◆ DESCRIPTION OF THE TASK:
In the garden text, write out the part that opens with "This seems to" and closes with "our Sydney climate.", swapping "accolades" for "honors".

Plant stars

Sunday, 05 February 2012

Brugmansia x candida

This seems to be the time of year when awards are handed out to movie stars and so on, so I decided to look at my garden to see which plants I could give accolades to - for being the longest bloomers through the year. Since last January, I have been recording what is in flower in my garden every month - as can be seen in the 'What's out in my garden' feature of this website. Call it obsessive-compulsive, but the resultant data has been fascinating (to me, at least) and I now have some evidence for choosing plants that have the most flower power in our Sydney climate.

Whilst it is wonderful to have flowers that truly signify each of the seasons, which I look forward to keenly every year - such as the first jonquils and Daphne of winter, the Freesia of late winter/early spring and the Jacaranda of late spring, it is instructive to know the plants that are in bloom for an extended period, as these give continuity and ensure colour in our gardens, and really earn their keep, especially where space is at a premium.

◆ PROVIDED MATERIAL:
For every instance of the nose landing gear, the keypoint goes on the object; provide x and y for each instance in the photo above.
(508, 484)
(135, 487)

◆ COMPLETE OUTPUT:
This seems to be the time of year when awards are handed out to movie stars and so on, so I decided to look at my garden to see which plants I could give honors to - for being the longest bloomers through the year. Since last January, I have been recording what is in flower in my garden every month - as can be seen in the 'What's out in my garden' feature of this website. Call it obsessive-compulsive, but the resultant data has been fascinating (to me, at least) and I now have some evidence for choosing plants that have the most flower power in our Sydney climate.